#### Consigna A
Enumera las cuatro actividades que el artículo pone como ejemplo de actitud descriptiva o prescriptiva respecto de la decisión del juez.
#### Consigna B
Por favor, resume en una o dos oraciones el párrafo del artículo que empieza con "En todo caso, la distinción", sin perder sus datos principales.
#### Consigna C
Responde estas preguntas con datos del artículo:
(i) ¿Con qué distinción no coincide la distinción entre contexto de descubrimiento y contexto de justificación?
(ii) En el argumento que se atribuye al juez, ¿qué valor debe prevalecer sobre la libertad personal?
(iii) ¿Qué ciencia social se menciona como ejemplo?

=== Artículo ===

La distinción entre contexto de descubrimiento y contexto de justificación no coincide con la distinción entre discurso descriptivo y prescriptivo, sino que tanto en relación con uno como con otro contexto, se puede adoptar una actitud descriptiva o prescriptiva. Por ejemplo, se puede describir cuáles son los móviles que llevaron al juez a dictar una resolución en el sentido indicado (lo que significaría explicar su conducta); pero también se puede prescribir o recomendar determinados cambios procesales para evitar que las ideologías de los jueces -o de los jurados- tengan un peso excesivo en las decisiones a tomar (por ejemplo, haciendo que tengan más relevancia otros elementos que forman parte de la decisión, o proponiendo ampliar las causas de recusación de jueces o jurados). Y, por otro lado, se puede describir cómo, de hecho, el juez en cuestión fundamentó su decisión (se basó en el argumento de que, de acuerdo con la Constitución, el valor vida humana debe prevalecer sobre el valor libertad personal); o bien, se puede prescribir o sugerir -lo que exige a su vez una justificación- cómo debiera haber fundamentado el juez su decisión (su fundamentación tenía que haberse basado en otra interpretación de la Constitución, que subordina el valor de la vida humana al valor libertad personal).

En todo caso, la distinción entre contexto de descubrimiento y contexto de justificación nos permite, a su vez, distinguir dos perspectivas de análisis de las argumentaciones. Por un lado está la perspectiva de determinadas ciencias sociales, como la psicología social, que han diseñado diversos modelos para explicar el proceso de toma de decisiones al que se llega, en parte, por medio de argumentos.

=== Datos extraídos ===

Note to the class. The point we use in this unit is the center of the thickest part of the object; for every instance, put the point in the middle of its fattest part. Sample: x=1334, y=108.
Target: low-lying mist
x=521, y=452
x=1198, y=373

===
=== Datos extraídos ===

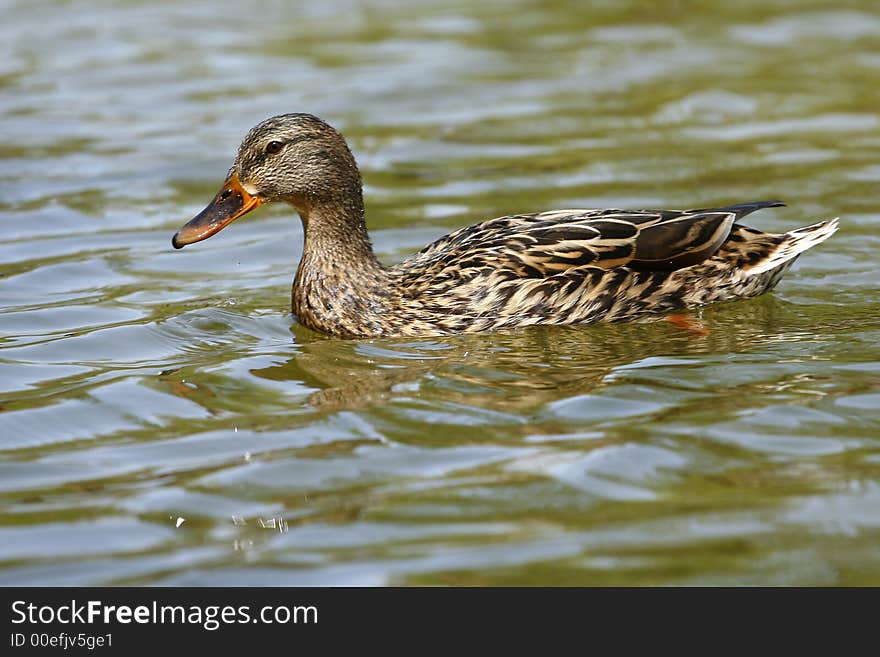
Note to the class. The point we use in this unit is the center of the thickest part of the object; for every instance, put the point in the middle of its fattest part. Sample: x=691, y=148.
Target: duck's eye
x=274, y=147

===
=== Datos extraídos ===

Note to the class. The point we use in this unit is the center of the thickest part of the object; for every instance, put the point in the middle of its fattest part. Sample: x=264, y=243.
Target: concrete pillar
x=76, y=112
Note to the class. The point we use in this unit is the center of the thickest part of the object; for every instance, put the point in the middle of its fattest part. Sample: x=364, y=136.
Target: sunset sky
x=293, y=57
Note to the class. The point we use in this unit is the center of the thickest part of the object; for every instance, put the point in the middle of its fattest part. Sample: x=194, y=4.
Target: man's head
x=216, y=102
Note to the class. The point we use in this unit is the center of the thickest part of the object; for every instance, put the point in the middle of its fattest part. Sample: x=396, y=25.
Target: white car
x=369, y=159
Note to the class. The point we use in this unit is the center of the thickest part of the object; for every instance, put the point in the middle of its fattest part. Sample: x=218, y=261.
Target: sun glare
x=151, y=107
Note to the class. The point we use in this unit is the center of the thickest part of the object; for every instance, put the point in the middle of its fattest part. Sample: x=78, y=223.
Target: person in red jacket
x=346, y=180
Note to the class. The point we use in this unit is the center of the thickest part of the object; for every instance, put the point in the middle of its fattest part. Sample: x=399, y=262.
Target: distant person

===

#### Respuesta completa A
- Describir los móviles que llevaron al juez a dictar la resolución.
- Prescribir o recomendar cambios procesales para evitar que las ideologías de jueces o jurados pesen en exceso en las decisiones.
- Describir cómo fundamentó de hecho el juez su decisión.
- Prescribir o sugerir cómo debiera haber fundamentado el juez su decisión.

#### Respuesta completa B
La distinción entre contexto de descubrimiento y contexto de justificación permite distinguir dos perspectivas de análisis de las argumentaciones. Una es la de ciencias sociales como la psicología social, que han diseñado modelos para explicar el proceso de toma de decisiones, al que se llega en parte mediante argumentos.

#### Respuesta completa C
(i) Con la distinción entre discurso descriptivo y prescriptivo.
(ii) El valor vida humana.
(iii) La psicología social.